**PROBLEM**
Note how many lines of the data below hold the word "balloon", then give that number with no other text.

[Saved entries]

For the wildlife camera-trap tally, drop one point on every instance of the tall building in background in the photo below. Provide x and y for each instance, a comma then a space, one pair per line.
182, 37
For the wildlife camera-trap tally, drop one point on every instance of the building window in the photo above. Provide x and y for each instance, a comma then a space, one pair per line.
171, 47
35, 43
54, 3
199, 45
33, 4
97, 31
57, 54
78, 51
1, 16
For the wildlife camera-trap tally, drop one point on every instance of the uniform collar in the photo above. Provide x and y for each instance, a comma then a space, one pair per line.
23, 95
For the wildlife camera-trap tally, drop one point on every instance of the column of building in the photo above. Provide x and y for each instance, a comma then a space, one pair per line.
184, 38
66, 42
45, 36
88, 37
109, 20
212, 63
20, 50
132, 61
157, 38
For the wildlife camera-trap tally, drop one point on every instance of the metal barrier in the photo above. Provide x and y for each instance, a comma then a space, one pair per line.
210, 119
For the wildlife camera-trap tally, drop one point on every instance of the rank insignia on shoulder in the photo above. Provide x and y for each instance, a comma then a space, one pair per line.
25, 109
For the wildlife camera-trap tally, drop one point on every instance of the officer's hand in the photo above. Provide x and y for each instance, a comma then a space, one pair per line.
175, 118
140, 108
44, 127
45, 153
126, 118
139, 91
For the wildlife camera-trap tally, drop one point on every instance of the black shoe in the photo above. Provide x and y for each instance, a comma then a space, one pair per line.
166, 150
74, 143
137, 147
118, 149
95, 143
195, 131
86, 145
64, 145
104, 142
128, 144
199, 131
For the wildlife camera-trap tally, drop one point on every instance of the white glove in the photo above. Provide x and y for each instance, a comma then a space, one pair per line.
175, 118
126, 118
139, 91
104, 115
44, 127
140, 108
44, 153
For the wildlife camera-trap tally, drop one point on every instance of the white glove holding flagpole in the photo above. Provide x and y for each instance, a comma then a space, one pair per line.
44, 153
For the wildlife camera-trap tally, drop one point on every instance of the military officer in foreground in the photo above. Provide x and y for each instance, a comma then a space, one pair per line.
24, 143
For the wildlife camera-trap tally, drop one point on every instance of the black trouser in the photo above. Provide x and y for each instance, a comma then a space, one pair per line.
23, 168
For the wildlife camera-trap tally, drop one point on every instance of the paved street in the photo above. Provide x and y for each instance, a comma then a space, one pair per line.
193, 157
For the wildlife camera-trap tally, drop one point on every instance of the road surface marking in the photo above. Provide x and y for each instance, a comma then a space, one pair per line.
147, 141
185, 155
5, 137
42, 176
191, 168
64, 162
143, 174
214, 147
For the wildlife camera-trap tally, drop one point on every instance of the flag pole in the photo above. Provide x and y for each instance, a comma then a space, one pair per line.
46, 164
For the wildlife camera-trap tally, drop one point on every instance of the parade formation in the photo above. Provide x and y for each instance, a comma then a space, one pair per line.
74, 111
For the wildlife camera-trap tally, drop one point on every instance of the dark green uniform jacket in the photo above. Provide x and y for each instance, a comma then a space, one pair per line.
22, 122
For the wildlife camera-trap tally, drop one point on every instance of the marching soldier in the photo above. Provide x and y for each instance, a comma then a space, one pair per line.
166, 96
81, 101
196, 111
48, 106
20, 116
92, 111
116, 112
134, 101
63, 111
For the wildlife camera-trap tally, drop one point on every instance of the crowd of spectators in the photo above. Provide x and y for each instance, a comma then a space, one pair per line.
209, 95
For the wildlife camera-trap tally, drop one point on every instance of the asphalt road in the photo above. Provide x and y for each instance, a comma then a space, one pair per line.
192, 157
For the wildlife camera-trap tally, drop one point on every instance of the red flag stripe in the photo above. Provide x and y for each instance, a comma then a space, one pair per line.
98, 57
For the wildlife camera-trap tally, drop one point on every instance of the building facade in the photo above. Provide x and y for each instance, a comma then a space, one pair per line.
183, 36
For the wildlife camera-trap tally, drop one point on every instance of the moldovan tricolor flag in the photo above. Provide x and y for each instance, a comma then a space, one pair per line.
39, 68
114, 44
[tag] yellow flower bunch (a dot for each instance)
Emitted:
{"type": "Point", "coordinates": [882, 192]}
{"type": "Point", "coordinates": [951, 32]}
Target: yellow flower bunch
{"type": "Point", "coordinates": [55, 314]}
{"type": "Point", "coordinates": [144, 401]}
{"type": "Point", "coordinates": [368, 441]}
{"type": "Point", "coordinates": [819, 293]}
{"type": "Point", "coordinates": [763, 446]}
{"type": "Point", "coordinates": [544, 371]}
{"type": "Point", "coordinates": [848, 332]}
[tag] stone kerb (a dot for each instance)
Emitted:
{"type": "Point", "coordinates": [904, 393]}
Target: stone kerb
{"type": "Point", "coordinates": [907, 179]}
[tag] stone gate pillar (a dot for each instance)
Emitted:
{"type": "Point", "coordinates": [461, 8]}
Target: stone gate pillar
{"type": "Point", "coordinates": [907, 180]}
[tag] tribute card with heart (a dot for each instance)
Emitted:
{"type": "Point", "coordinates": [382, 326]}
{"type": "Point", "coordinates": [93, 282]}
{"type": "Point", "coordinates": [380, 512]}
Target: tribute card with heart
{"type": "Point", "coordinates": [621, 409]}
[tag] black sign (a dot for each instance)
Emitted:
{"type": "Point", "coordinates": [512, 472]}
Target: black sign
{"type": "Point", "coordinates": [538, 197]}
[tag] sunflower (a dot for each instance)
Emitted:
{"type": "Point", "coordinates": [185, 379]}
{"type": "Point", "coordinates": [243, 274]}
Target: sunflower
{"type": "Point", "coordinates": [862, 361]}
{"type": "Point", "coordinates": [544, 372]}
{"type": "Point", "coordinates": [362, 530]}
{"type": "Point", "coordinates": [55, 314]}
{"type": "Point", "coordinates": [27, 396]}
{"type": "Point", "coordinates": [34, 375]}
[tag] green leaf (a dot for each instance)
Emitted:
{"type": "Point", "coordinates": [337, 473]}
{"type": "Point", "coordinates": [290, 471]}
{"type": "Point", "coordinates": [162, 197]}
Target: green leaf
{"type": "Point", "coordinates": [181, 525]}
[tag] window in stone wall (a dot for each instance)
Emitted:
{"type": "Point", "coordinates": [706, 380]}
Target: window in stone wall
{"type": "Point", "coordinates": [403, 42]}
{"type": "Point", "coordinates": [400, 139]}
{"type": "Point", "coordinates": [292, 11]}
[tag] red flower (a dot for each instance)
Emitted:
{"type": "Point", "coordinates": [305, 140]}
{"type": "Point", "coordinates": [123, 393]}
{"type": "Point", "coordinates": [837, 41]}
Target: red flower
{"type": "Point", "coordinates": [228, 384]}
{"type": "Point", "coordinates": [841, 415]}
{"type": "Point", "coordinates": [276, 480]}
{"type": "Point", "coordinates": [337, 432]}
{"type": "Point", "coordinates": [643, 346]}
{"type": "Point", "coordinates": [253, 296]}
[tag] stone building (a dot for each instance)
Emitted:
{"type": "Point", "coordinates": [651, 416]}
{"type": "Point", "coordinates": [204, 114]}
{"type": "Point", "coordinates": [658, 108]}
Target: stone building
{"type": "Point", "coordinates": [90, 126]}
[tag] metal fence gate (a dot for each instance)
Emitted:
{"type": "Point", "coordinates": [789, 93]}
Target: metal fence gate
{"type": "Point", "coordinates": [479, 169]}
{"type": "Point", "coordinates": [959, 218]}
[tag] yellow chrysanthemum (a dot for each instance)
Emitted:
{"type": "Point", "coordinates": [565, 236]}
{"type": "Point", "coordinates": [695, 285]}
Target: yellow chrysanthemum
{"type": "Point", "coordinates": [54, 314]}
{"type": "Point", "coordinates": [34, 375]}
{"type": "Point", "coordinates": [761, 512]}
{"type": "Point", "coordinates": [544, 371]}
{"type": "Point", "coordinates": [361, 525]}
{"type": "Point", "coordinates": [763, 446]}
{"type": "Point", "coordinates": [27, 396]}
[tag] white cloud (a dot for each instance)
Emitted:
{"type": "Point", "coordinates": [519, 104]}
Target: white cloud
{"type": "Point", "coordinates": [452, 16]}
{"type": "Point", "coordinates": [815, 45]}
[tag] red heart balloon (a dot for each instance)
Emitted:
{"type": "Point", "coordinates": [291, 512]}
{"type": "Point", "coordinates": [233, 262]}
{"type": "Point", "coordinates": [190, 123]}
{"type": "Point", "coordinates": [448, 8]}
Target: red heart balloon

**RESULT FOR THIS TASK**
2